• [Coordinate annotation rows]
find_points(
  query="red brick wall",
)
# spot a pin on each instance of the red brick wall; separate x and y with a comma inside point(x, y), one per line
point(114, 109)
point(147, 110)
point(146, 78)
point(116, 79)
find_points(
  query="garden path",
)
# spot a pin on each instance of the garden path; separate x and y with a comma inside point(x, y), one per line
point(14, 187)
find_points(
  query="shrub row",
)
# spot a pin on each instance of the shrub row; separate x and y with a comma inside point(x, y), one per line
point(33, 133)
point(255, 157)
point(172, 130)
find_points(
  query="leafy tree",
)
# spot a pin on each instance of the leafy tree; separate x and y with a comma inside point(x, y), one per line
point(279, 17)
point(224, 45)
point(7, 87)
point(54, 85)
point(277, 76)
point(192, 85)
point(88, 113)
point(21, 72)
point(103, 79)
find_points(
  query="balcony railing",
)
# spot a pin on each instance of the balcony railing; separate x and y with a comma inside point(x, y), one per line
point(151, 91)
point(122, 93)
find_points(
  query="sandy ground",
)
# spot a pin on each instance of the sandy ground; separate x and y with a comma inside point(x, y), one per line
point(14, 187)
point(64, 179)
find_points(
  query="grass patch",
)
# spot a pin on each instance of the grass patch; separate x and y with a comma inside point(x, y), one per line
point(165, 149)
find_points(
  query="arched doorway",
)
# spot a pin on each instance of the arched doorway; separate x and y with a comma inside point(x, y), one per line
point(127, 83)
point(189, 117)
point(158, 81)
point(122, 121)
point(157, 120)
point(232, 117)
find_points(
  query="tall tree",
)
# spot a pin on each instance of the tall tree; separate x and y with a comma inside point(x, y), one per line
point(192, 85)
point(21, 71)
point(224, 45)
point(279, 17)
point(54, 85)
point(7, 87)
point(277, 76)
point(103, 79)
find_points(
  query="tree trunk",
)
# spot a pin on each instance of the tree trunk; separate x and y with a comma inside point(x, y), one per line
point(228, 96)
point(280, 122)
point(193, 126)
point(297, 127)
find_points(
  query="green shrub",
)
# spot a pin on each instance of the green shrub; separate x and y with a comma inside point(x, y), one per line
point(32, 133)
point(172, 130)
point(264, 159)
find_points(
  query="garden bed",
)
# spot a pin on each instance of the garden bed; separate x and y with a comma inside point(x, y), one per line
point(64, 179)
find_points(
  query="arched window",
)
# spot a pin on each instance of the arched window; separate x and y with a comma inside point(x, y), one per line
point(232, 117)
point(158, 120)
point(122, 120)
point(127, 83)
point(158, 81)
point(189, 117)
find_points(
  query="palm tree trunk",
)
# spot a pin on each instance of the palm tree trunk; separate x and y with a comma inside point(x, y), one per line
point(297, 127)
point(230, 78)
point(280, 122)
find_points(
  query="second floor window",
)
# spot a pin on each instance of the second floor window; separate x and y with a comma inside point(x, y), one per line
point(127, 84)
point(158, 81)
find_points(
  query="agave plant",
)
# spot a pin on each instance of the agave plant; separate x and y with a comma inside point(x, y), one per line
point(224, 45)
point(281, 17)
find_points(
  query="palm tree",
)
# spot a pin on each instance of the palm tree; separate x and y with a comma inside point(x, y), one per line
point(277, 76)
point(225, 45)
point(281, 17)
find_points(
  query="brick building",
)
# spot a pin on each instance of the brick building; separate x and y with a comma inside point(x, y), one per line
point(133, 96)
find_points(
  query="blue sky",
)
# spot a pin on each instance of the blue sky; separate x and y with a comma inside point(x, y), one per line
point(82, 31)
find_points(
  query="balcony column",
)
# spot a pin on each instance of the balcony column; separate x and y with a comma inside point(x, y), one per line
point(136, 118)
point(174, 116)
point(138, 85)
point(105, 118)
---
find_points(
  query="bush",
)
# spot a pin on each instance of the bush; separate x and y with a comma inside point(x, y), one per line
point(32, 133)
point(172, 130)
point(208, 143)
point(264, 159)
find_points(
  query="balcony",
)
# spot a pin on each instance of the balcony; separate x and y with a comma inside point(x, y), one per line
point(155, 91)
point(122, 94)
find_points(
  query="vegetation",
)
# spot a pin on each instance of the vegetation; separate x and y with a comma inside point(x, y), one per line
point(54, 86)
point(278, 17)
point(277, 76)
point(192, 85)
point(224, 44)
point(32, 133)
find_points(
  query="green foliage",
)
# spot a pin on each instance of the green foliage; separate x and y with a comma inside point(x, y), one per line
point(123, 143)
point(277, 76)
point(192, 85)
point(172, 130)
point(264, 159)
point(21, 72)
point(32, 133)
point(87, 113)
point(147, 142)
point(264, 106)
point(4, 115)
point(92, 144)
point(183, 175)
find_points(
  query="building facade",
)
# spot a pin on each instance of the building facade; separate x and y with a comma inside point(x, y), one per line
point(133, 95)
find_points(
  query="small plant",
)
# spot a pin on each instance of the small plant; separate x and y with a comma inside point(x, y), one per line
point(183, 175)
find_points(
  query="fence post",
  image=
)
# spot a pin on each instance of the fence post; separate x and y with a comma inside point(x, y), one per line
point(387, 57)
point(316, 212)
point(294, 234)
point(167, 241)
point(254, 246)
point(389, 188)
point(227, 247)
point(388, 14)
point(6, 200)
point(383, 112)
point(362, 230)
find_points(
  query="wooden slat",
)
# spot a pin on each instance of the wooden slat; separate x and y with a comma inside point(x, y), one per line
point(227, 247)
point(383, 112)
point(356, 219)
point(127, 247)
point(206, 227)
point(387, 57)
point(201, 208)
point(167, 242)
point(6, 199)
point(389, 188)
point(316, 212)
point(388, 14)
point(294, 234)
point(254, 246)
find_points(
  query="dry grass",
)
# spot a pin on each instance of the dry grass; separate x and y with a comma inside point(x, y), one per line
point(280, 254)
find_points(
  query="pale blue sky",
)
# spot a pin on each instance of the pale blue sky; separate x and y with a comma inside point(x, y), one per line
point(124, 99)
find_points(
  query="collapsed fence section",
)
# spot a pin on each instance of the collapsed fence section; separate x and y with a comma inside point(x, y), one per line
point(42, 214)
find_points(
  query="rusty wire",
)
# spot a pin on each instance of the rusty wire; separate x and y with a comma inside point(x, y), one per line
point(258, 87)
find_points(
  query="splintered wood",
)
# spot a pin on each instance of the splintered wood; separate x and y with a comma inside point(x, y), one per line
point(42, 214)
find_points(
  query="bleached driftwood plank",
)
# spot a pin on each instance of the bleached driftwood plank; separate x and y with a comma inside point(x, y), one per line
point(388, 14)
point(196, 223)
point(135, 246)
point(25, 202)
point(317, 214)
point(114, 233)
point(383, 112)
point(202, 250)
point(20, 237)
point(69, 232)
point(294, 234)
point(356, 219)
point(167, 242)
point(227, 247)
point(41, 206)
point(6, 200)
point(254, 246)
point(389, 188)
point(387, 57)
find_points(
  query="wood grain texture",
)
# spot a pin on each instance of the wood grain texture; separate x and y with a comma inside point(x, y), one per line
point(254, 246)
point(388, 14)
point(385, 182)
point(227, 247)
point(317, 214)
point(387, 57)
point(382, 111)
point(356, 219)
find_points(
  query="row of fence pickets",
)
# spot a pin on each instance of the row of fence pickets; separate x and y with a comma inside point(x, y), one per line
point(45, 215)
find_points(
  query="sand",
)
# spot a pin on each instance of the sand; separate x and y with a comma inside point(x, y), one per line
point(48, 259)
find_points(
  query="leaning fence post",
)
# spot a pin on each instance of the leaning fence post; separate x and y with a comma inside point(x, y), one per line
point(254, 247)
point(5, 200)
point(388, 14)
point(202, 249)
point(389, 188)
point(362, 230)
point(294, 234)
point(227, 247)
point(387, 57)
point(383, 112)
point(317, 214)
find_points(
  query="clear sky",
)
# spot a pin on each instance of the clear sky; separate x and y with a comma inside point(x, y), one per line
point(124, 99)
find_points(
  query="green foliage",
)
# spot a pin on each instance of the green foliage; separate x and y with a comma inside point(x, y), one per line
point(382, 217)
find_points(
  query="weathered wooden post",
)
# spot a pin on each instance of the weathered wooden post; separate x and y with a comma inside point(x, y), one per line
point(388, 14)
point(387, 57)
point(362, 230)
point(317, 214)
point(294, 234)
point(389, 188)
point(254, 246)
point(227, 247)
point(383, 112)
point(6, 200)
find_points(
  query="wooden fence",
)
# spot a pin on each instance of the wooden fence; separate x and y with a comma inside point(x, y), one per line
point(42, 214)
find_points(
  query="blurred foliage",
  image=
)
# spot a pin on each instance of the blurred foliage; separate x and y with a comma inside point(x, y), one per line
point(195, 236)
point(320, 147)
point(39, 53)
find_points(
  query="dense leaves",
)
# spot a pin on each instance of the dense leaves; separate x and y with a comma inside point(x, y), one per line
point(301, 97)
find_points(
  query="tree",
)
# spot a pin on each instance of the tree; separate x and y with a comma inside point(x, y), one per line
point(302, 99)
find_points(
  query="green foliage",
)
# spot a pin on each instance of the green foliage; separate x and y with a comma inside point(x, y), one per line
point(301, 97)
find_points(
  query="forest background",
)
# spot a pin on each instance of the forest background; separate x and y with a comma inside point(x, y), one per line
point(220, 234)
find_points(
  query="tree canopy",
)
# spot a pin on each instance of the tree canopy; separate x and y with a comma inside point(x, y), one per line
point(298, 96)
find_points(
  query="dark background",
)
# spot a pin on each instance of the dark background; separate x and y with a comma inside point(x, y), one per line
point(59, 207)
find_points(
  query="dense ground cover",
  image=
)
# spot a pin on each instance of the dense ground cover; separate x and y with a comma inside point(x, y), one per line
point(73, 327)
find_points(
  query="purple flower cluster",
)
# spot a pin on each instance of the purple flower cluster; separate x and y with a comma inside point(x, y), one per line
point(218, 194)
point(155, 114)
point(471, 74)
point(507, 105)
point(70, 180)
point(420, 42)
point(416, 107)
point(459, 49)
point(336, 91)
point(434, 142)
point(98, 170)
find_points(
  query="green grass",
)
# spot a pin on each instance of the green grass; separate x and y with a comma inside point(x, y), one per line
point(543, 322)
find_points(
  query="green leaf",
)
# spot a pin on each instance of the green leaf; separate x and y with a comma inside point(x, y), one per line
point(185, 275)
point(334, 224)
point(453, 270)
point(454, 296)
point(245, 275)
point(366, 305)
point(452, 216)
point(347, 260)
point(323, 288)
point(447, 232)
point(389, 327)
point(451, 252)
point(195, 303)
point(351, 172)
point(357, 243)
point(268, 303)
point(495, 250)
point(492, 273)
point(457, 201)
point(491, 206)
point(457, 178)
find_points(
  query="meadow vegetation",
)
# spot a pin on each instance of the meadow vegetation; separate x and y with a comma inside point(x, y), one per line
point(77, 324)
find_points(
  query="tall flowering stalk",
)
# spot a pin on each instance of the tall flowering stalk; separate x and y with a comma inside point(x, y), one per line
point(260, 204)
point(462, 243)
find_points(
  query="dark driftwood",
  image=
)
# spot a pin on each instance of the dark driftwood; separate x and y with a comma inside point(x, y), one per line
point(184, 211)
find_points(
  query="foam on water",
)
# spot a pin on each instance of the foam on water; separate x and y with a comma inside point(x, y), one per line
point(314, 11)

• [Exercise brief]
List every line in the rows above that contains the string "sandy", treating uppercase and lowercase as different.

• [Solution to the problem]
  query="sandy ground",
# spot a pin on each instance of the sandy ground; separate x and y with a comma inside point(x, y), one per line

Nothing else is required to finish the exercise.